- Study text:

--- START ---

AI/ML ground truthing workflows Architected annotation guidelines and labeling workflows (Encord) for clinical NLP models processing unstructured liver-disease EMR data. Defined inter-annotator agreement thresholds and review loops for biopsy, alcohol-use, and medication-history extraction feeding downstream NLP validation.
Multi-site ingestion + PII-safe landing zone Owned the S3 → ODS → Snowflake EDW pipeline with Presidio-based PII redaction, automated QC, duplicate-patient quarantine logic, and cross-site person-domain matching. Healthcare standards alignment across FHIR, OMOP, and DICOM.
Snowflake + Sigma + SAS cohort pipeline Built Sigma BI dashboards on Snowflake ODS and EDW, automating SAS refreshes so analysts could run hypothesis-driven cohort queries in real time instead of batch. Tokenized patient records and linked them to external claims datasets (Datavant-style DOD linking) for longitudinal views.
Data quality + AI model validation Codified data quality contracts for the EMR + claims pipeline and the AI model build/validate process, trace from ingest → curation → model output, with QC sanity checks and unit-test gating before release.

--- END ---

- Data shown:
--- START ---

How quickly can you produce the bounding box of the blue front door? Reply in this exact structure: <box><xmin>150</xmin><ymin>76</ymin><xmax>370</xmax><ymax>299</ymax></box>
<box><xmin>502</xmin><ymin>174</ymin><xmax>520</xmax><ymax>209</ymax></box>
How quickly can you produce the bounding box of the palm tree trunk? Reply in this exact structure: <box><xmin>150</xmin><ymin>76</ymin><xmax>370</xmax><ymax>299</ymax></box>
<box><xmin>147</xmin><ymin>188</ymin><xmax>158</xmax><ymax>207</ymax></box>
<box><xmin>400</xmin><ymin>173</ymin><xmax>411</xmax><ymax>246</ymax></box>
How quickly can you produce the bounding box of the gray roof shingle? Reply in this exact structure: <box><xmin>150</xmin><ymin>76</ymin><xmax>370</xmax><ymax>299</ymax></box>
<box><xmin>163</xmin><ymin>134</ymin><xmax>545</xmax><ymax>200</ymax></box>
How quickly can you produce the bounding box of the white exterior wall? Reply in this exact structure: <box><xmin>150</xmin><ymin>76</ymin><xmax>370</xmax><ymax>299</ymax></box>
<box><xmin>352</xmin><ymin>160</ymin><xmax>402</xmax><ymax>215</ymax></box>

--- END ---

- Your assignment: Please answer from the project summary: what was the PII redaction in the S3 → ODS → Snowflake EDW pipeline based on? You won't need the items at all.

- Completed task: Presidio.